Objective →
Switch "tree" to "lamp" throughout the records and give every line again, with all else left unchanged.

-- -- --

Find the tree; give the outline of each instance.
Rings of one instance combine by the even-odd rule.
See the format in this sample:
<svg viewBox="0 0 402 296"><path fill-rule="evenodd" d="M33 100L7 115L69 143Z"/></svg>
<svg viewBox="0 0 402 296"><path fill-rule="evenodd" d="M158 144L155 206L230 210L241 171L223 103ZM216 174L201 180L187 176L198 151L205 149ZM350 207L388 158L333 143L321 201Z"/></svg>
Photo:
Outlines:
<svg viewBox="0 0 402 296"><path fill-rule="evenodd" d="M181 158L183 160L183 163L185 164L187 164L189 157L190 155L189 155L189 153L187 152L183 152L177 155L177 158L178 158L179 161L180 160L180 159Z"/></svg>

-- -- --

Response →
Find the lamp; give the outline of each instance.
Rings of one instance combine by the even-odd rule.
See the format in this sample:
<svg viewBox="0 0 402 296"><path fill-rule="evenodd" d="M33 100L7 115L69 143Z"/></svg>
<svg viewBox="0 0 402 296"><path fill-rule="evenodd" d="M158 144L155 206L230 210L241 171L223 103ZM216 174L201 180L187 176L198 151L205 149ZM350 207L388 158L333 143L321 201Z"/></svg>
Photo:
Outlines:
<svg viewBox="0 0 402 296"><path fill-rule="evenodd" d="M181 158L183 160L183 163L185 164L187 164L189 157L190 155L189 155L189 153L187 152L183 152L177 155L177 158L178 158L179 161L180 160L180 159Z"/></svg>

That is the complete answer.